Do this:
Pull out every line of the material that holds the word "white".

Given records:
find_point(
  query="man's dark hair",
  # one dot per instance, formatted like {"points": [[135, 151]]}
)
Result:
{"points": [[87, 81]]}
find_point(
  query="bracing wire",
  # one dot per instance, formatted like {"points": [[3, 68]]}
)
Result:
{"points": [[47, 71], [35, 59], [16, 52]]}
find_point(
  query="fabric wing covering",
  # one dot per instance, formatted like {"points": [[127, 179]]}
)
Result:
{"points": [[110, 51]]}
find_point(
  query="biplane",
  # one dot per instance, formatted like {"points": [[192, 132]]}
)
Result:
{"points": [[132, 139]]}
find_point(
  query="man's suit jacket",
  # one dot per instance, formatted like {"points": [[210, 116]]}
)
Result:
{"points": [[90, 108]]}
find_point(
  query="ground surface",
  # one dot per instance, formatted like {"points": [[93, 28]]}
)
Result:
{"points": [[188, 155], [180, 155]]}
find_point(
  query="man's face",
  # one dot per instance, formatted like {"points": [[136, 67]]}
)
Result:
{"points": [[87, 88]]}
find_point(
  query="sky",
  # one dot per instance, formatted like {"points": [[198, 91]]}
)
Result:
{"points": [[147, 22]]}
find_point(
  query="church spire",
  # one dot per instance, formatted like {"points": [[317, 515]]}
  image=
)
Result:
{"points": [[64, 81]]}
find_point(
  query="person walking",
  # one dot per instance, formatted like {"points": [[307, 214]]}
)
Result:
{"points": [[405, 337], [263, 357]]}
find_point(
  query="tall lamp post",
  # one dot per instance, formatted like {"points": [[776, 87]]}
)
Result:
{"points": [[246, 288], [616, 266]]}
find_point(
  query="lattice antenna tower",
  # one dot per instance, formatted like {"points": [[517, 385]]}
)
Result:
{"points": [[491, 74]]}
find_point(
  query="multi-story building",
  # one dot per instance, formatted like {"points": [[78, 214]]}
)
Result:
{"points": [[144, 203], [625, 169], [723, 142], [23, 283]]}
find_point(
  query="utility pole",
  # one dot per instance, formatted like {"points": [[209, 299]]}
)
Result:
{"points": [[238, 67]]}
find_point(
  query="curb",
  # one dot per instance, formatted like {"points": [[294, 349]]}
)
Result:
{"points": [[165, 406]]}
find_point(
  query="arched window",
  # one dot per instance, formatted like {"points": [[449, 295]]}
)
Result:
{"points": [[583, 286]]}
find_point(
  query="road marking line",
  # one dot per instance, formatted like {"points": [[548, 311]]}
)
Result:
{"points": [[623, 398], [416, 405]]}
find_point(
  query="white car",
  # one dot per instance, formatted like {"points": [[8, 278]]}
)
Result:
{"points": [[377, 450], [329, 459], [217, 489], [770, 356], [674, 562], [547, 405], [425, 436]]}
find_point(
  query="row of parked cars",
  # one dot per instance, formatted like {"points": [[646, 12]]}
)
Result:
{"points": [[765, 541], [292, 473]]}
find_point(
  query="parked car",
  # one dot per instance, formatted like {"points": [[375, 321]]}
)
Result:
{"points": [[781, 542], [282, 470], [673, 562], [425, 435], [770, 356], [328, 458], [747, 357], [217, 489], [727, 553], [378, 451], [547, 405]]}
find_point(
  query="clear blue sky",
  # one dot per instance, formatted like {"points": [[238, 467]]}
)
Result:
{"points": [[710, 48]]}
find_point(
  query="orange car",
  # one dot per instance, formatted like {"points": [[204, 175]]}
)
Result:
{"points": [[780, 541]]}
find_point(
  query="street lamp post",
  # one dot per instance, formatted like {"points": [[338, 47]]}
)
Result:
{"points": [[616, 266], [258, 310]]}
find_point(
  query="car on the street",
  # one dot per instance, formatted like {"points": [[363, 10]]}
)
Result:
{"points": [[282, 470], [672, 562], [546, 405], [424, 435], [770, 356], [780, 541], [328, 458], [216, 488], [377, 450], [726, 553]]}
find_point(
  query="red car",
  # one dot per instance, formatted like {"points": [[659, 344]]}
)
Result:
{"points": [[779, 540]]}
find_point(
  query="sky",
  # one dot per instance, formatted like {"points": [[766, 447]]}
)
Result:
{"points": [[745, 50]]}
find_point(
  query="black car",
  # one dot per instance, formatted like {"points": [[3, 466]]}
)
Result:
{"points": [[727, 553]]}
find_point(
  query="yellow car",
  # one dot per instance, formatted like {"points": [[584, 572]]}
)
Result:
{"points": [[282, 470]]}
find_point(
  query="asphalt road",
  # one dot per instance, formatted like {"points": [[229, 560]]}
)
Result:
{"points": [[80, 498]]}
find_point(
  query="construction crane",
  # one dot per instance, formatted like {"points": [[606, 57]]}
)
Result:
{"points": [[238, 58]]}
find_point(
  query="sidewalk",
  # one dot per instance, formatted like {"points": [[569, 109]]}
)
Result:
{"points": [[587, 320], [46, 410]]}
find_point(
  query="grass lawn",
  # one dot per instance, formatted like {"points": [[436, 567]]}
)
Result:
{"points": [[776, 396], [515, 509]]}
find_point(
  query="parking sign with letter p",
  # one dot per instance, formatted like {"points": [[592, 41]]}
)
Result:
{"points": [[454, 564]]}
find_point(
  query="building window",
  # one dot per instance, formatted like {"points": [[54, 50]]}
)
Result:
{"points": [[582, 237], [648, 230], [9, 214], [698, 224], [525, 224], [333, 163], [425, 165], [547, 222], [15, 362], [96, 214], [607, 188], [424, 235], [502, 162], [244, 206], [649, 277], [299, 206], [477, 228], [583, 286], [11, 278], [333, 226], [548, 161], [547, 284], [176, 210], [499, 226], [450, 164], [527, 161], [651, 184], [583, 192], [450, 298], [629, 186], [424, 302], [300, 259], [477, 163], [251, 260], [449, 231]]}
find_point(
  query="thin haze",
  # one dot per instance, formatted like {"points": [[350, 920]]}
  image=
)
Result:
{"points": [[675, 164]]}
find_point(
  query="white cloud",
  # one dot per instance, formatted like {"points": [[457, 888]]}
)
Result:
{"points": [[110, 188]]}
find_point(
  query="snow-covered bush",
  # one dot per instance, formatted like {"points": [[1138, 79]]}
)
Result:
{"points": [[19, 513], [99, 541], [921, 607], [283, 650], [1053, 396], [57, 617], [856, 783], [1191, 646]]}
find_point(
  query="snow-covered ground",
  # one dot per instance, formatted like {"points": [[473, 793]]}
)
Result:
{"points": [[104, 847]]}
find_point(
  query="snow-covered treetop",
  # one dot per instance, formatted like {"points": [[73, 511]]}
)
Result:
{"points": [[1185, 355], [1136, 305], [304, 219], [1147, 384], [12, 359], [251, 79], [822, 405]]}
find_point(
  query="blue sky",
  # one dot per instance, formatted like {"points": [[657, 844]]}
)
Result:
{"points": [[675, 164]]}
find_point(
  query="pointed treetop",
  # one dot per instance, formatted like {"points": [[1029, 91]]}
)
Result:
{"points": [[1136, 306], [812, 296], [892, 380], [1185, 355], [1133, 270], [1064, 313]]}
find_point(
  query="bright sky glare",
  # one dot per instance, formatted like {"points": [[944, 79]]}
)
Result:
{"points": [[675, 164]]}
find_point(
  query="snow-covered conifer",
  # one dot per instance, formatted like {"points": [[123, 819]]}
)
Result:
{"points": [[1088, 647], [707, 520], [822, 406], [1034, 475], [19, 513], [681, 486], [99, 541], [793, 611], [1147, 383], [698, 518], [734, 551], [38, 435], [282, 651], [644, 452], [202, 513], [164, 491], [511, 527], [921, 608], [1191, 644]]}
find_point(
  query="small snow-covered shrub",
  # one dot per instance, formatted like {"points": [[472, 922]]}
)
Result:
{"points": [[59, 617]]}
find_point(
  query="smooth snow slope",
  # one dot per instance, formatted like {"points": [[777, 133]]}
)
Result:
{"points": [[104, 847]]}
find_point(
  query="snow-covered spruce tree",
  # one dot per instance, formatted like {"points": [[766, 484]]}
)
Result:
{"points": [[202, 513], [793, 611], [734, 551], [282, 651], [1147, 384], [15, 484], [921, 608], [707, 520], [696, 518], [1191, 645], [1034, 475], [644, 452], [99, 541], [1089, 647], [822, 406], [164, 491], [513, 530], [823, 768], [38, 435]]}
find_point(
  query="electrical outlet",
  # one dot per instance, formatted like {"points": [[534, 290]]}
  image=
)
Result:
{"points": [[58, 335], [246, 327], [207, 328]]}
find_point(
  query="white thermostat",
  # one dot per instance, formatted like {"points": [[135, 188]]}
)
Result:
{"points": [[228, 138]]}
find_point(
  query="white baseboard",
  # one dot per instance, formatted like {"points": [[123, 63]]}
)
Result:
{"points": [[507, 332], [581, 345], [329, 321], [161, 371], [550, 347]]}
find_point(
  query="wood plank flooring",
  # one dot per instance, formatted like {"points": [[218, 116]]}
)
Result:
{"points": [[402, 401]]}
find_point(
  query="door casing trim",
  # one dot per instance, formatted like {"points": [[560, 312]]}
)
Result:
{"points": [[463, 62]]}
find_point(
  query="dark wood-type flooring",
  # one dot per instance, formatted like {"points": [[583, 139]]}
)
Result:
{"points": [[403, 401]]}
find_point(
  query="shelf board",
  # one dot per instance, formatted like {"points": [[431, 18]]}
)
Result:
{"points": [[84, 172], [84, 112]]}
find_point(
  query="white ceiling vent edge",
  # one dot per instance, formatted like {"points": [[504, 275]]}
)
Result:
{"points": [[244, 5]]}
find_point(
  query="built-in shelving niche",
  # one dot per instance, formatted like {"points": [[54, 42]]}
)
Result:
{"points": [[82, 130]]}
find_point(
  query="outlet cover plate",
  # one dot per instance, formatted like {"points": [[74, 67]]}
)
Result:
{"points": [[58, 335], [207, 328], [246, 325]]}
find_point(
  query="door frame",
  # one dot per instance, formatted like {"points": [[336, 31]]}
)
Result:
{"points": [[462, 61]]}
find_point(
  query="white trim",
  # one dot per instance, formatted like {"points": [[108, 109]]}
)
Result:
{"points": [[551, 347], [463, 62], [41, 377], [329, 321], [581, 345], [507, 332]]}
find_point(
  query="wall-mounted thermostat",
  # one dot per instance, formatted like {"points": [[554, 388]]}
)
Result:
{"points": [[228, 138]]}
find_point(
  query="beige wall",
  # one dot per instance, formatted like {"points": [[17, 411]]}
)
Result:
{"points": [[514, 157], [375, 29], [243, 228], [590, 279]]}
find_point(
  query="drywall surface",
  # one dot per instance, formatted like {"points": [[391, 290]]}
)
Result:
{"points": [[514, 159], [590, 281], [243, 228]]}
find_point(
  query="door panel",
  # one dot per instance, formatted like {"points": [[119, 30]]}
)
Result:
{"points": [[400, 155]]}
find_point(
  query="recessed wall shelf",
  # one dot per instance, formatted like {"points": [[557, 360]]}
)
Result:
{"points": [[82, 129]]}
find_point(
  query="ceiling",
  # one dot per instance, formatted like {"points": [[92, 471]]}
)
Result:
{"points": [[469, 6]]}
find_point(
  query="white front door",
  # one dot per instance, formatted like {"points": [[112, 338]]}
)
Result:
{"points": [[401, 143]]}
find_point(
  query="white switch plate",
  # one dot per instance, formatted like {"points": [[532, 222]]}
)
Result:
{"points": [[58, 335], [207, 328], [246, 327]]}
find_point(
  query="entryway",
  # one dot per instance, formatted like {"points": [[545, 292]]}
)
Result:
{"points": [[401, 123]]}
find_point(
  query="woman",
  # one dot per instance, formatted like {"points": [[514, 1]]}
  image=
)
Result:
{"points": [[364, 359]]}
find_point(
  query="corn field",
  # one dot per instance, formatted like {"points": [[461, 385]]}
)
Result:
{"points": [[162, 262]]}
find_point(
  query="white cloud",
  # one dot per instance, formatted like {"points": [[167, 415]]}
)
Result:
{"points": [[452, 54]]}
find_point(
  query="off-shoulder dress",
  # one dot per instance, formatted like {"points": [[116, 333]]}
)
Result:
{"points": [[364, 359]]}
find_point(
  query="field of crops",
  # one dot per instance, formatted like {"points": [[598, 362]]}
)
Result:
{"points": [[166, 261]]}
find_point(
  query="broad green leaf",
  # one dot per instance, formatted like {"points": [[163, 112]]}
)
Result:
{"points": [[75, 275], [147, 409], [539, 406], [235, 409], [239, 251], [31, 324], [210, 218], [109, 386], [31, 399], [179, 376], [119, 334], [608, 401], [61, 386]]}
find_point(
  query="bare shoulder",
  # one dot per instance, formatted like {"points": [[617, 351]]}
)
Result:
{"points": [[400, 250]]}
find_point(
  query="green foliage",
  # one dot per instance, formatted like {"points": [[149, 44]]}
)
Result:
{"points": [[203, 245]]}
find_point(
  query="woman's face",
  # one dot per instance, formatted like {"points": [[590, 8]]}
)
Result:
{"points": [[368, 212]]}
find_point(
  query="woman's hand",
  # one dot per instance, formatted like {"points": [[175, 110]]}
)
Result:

Result of this exercise:
  query="white car",
  query="white cloud",
  query="white thermostat",
  query="white baseboard",
  query="white ceiling vent edge",
  query="white trim",
  query="white front door",
  query="white switch plate",
  query="white cloud",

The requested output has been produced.